» Material provided
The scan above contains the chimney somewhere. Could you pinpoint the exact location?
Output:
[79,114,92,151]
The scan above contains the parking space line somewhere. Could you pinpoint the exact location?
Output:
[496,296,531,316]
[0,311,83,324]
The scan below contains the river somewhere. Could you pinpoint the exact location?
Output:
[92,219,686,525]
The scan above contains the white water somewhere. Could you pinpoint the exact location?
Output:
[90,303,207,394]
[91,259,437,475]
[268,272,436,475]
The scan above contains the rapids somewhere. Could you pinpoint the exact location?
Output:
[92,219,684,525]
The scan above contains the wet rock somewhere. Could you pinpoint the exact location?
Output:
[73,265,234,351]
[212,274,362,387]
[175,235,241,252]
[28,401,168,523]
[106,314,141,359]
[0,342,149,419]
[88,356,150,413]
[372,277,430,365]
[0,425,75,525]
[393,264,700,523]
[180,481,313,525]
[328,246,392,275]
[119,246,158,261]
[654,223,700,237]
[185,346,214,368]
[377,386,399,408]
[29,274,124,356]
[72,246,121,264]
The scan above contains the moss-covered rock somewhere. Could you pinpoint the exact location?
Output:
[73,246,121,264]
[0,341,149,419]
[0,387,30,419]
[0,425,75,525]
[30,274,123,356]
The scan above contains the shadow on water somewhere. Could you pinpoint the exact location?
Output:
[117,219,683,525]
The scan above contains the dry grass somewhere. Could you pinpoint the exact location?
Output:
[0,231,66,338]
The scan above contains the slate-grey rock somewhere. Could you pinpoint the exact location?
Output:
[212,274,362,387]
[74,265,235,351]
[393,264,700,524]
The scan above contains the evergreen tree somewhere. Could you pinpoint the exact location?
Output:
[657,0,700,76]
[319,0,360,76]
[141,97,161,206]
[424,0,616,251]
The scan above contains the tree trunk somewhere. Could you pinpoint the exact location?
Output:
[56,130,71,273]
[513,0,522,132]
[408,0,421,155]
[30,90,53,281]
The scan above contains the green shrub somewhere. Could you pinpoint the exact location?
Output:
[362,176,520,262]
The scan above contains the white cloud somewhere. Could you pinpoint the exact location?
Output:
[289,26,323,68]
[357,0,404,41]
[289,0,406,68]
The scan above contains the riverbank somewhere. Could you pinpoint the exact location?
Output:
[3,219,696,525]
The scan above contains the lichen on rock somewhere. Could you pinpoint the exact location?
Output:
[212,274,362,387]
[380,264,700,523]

» Objective
Could you reproduce every record above exactly as it appears?

» Exercise result
The scan above contains the chimney somewhere. Could you pinpoint the exact location?
Output:
[79,114,92,151]
The scan above contains the parking space line somewhere. Could you pinpoint the exact location?
Output:
[496,296,531,316]
[0,311,83,324]
The scan below contains the river somewhere. Could you pinpoint the exact location?
Output:
[92,219,686,525]
The scan above contains the white water somewhere. Could you pinpoint the exact location?
Output:
[90,303,207,394]
[91,259,437,475]
[268,272,436,475]
The scan above contains the rapids somewhere. Could you pinpoint the exact location?
Output:
[92,219,684,525]
The scan above contains the wet rock somewhere. Could you pinpoint the exact location?
Output:
[73,265,234,351]
[212,274,362,387]
[175,235,241,252]
[28,401,168,523]
[106,314,141,359]
[0,342,149,419]
[88,356,150,413]
[372,277,430,365]
[0,425,75,525]
[393,264,700,523]
[180,481,313,525]
[328,246,392,275]
[119,246,158,261]
[654,223,700,237]
[185,346,214,368]
[377,386,399,408]
[29,274,124,356]
[72,246,121,264]
The scan above contains the moss-covered rock somewhere. Could you pinpoint the exact location?
Output:
[73,246,121,264]
[0,341,149,419]
[0,387,30,419]
[0,425,75,525]
[30,274,123,356]
The scan above contains the shadow on water somewhere. Could you pinpoint the exact location?
Output:
[117,219,683,525]
The scan above contains the dry grass somewhere. Could you pinpoint the exact location?
Output:
[0,231,66,338]
The scan above contains the slate-grey rock somewhere. Could you pinpoint the exact location?
Output:
[212,274,362,387]
[74,265,235,351]
[393,264,700,524]
The scan above contains the evergreen tree somewhere. Could you pinpoint the exact location?
Output:
[657,0,700,76]
[319,0,360,76]
[141,97,161,206]
[424,0,616,251]
The scan above contains the tree trunk somewhere. Could you pinpoint the exact location?
Output:
[56,130,71,273]
[513,0,522,132]
[408,0,421,155]
[30,90,53,281]
The scan above contains the green shrub somewhere. Could you pinpoint the exact location?
Output:
[362,176,520,262]
The scan above contains the white cloud somewhere. Could you pinpoint the exact location?
Output:
[289,26,323,68]
[357,0,404,41]
[289,0,406,68]
The scan above contains the riverbank somewhere. Could you pinpoint the exact location?
Output:
[3,219,696,525]
The scan above contains the lichen on rock somewhere. Could you pinpoint the exact location?
Output:
[212,274,362,387]
[380,264,700,523]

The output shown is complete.